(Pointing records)
━━━━━━━━━━━━━━━━━━━━━━━━━━━━━━
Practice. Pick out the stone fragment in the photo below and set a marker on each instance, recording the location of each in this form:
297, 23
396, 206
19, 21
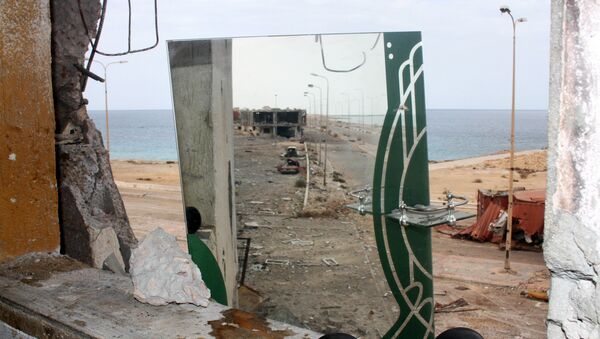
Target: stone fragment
162, 273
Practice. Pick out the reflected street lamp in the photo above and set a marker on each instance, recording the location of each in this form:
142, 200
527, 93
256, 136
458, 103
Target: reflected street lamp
326, 128
320, 115
505, 9
105, 67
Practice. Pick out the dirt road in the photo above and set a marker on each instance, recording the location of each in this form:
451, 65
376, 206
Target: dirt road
350, 294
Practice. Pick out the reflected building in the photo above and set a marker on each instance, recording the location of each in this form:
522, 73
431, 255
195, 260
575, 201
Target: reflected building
288, 122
━━━━━━━━━━━━━━━━━━━━━━━━━━━━━━
• [Exercise objective]: Omit all pictures while transcribing the entries verbatim.

• [Answer for this exercise]:
Practice. Pick out the stone fragment in the photo below and set a marker on each instance, recording the location of each in this form:
297, 23
396, 206
19, 21
Target: stone fragment
162, 273
Practice. Pick out the reflected street lamp in the photo above and set a marker on each instance, recording the location of each in this form:
142, 200
527, 93
256, 136
458, 103
Target: reflected street lamp
326, 128
320, 115
505, 9
105, 67
Practice. Pick out the dirt road in the photo above and set a marker on each instance, recording the location of each in this form:
451, 65
376, 206
Target: dirt road
350, 294
Practice. Pick out the reflected building in the photo above and set a marker on each instance, recording the location of each in this form:
522, 73
431, 255
195, 260
575, 201
Target: reflected building
288, 122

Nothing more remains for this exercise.